▶ [Short exercise]
Copy out every line of the items below, word for word, without changing anything.
[start of Record extracts]
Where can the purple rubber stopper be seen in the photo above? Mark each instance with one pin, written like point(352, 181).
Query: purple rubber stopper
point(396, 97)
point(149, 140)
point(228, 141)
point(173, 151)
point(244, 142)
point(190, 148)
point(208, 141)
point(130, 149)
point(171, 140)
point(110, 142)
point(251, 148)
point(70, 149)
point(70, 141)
[end of Record extracts]
▶ [Complete answer]
Where can the purple rubber stopper be seen in the photo above? Mark each instance with one pin, written like point(352, 181).
Query: purple rubber stopper
point(396, 97)
point(149, 140)
point(228, 141)
point(173, 151)
point(244, 142)
point(190, 148)
point(208, 141)
point(130, 149)
point(171, 140)
point(110, 142)
point(251, 148)
point(70, 149)
point(70, 141)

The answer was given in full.